■ WORK REQUIRED
Answer these questions from the post on kitchen waste and pig feed:
1. How many pigs were found starved to death in the Netherlands last week?
2. In 2015, what share of total expense did feed make up for pig farmers in the UK?
3. Which crop is named as an example of expensive virgin feed crops?

■ EXTRACT PROVIDED
◇ ◇ ◇ ◇ ◇ ◇ ◇
3rd May 16 by Martin Bowman

Save Kitchen Waste to Feed the pigsLast week 400 pigs were found starved to death in the Netherlands as it appears their bankrupt farmer had given up on them. This is just one example of many, alarming animal welfare and farmer organisations alike.

In the first three months of 2016 alone, five Dutch pig farmers went bankrupt, almost as much as the total figure for 2015. Earlier this year, agriculture experts warned that Britain’s pig farmers are also braced for a horrendous year, as a glut of pork on the global markets sends prices plunging.

In addition to the impact on farmers themselves, animal welfare suffers too. The need to keep costs down results in terribly overcrowded and stressful conditions which in turn lead to antibiotics overuse.

The cost of feed is a major issue. In 2015, feed made up 56% of total expense for pig farmers in the UK (and as much as 65% in Ireland). At the same time, our friends at the Japan Food Ecology Centre produce nutritious and safe pig feed from food waste at half the cost of conventional feed.

What more incentive do we need to urgently create centralised industrial treatment systems to safely convert kitchen left-overs to pig feed? These systems need to be underpinned by sound legislation guaranteeing the microbiological safety of the resulting feed, and incentives to ensure the enormous environmental benefits are realised too.

At Feedback, together with our research partners of the REFRESH programme we are working hard to clarify existing guidance, so that more currently permissible surplus food and by-products replace expensive virgin feed crops like soya.

We are also furthering collaborations with scientists to confirm the exact treatment specifications to guarantee the safety of feed made from catering waste. We hope that the plight of farmers and pigs alike will encourage governments and the industry to urgently prioritise this work themselves. We’d be all too happy to join forces.
◇ ◇ ◇ ◇ ◇ ◇ ◇
■ Items from a data source
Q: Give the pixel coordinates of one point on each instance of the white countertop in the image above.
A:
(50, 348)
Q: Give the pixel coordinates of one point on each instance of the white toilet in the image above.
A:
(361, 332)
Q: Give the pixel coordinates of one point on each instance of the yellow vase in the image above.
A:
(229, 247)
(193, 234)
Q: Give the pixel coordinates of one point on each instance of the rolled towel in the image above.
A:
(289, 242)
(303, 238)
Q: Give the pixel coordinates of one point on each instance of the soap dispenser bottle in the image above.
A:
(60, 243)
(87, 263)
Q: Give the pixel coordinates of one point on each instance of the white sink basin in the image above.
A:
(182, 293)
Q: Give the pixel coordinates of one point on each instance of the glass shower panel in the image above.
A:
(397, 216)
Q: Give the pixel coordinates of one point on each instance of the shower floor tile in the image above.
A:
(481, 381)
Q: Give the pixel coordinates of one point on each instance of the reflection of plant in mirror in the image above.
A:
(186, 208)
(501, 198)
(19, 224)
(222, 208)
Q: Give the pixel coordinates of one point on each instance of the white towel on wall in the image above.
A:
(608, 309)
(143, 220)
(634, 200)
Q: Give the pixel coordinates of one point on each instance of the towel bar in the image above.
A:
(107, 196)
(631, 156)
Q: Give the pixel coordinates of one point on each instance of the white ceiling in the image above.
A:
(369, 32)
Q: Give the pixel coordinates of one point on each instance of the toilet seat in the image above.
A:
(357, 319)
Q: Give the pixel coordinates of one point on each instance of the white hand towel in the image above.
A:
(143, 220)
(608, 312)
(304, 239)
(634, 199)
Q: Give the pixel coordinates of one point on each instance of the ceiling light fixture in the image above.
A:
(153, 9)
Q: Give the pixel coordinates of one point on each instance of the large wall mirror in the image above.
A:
◇ ◇ ◇ ◇ ◇ ◇ ◇
■ ANSWER BOX
1. 400
2. 56%
3. Soya